───── DATA FOR THIS TASK

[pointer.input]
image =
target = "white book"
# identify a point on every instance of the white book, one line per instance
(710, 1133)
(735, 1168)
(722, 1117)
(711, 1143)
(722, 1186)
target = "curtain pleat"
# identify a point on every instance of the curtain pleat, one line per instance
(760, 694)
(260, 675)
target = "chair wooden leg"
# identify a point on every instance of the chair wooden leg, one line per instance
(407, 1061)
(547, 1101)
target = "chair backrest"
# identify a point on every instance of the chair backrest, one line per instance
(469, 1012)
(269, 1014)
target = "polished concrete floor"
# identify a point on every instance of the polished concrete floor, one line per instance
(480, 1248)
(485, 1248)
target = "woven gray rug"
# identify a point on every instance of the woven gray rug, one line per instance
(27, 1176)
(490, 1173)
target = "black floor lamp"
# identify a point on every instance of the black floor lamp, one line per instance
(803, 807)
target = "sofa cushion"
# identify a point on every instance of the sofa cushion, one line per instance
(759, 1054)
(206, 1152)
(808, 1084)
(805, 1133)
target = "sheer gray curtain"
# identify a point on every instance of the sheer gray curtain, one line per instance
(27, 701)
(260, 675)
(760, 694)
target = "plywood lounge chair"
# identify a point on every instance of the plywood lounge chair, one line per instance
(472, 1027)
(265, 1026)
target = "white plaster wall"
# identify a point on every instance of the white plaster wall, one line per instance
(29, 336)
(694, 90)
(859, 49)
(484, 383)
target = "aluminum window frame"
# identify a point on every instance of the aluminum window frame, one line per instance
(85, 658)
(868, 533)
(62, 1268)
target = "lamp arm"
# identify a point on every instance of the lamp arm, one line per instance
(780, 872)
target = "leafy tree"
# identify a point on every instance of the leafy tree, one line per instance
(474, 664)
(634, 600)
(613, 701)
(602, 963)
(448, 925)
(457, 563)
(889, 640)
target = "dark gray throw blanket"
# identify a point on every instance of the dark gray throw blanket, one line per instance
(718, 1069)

──────────

• _WHAT IS REQUIRED_:
Each line of the data above must be restated word for word.

• _ANSWER SPACE_:
[pointer.input]
image =
target = "white book"
# identify a point on every instance of the white book, one line per instance
(710, 1133)
(735, 1168)
(722, 1117)
(711, 1143)
(722, 1186)
target = "curtain pleat"
# identify a point on every instance of the curtain pleat, one line per instance
(760, 694)
(260, 675)
target = "chair wooden leg"
# identify a point on every instance of the chair wooden leg, one line per instance
(407, 1061)
(547, 1101)
target = "chair backrest"
# identify a point on every instance of the chair backrest, one line per instance
(469, 1012)
(269, 1014)
target = "polished concrete floor"
# identify a point on every instance of the polished concrete floor, one line per instance
(480, 1248)
(485, 1248)
target = "woven gray rug"
# identify a point on every instance of the woven gray rug, one line per instance
(27, 1176)
(490, 1173)
target = "black floor lamp"
# identify a point on every instance of the black floor lamp, one line per instance
(803, 807)
target = "sofa cushion"
# identify a point on every instance of the sofa cushion, one line per instance
(759, 1054)
(206, 1152)
(808, 1084)
(805, 1133)
target = "sheer gray curtain"
# identify a point on every instance of the sheer gray curtain, one line per instance
(27, 701)
(260, 675)
(760, 694)
target = "plywood lounge chair"
# identify a point on every instance of the plywood lounge chair, one line per instance
(472, 1027)
(265, 1026)
target = "white plaster wall"
# identify a point on every instance of the white plaster wall, one line per instance
(29, 336)
(694, 90)
(859, 49)
(484, 383)
target = "aluminum window frame"
# identify a point on every instance of the aluminum window frame, one line per instance
(85, 658)
(868, 533)
(62, 1268)
target = "lamp arm"
# identify a point on every instance of the lamp arm, one line per instance
(780, 872)
target = "leafy tree"
# identify a point on every instance of the leafy tree, one line per instance
(474, 664)
(634, 600)
(613, 701)
(602, 963)
(448, 925)
(457, 563)
(889, 640)
target = "dark gray throw blanket"
# identify a point on every instance of the dark gray throw blanket, one line per instance
(718, 1069)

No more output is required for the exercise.